**Task description:** Collect every line below that contains the word "pixels".

**Data for review:**
————————
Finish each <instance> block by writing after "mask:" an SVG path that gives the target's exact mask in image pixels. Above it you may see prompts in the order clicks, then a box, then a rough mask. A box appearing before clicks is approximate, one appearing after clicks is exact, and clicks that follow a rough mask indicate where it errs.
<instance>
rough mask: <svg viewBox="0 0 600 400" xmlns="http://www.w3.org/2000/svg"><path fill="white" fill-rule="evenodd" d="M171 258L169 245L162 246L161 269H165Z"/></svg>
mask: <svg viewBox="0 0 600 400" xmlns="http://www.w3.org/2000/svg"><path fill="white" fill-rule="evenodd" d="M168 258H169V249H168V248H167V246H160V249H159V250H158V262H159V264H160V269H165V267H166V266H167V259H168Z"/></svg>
————————
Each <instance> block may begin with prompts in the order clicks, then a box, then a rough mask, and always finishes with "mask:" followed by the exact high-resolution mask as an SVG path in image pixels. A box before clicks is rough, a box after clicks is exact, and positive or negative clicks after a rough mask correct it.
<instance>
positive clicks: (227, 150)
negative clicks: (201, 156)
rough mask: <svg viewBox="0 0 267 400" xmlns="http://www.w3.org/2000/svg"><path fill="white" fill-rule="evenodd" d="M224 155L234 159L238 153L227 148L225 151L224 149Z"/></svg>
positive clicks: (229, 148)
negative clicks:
————————
**Response to this task:**
Finish each <instance> block by writing after "mask:" an SVG path that gives the target's exact mask in image pixels. Above it you may see prompts in the order clicks, then a box, then a rough mask. A box appearing before clicks is approximate, one appearing after clicks is exact, and clicks that follow a rough mask indicate where it errs.
Each <instance> block may begin with prompts in the order clicks, then a box, then a rough mask, and always finishes with "mask:" followed by the exact high-resolution mask as an SVG path in image pixels. A box before clicks is rough, a box after clicks is exact, and positive or negative clicks after a rough mask correct it.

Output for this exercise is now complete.